▶ [Objective] Give all of the lines again, with nothing added or dropped.

▶ [Data for this task]
START
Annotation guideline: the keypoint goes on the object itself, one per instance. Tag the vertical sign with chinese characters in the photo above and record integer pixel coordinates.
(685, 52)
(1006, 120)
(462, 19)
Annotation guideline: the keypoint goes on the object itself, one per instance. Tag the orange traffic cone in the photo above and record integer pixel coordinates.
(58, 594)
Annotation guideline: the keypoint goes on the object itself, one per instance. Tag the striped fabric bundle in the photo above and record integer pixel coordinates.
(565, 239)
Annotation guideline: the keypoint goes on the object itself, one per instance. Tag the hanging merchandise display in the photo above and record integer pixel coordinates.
END
▶ [Task solution]
Annotation guideline: the keypoint goes on the object itself, one per instance. Tag the vertical sign with chinese characters in the photo above and record integer pixel coordinates.
(685, 52)
(1006, 120)
(462, 19)
Annotation guideline: the keypoint goes on the object itself, one per instance. Tag the orange traffic cone in the photo above and record integer pixel coordinates.
(58, 594)
Annotation guideline: the keypoint goes on the object itself, one per instance. Tag the striped fabric bundle in the photo above and record integer pixel coordinates.
(565, 239)
Annotation guideline: the keypoint goes on the object itself, one per instance. Tag the hanging merchandise display in the photo above and record integer pixel coordinates.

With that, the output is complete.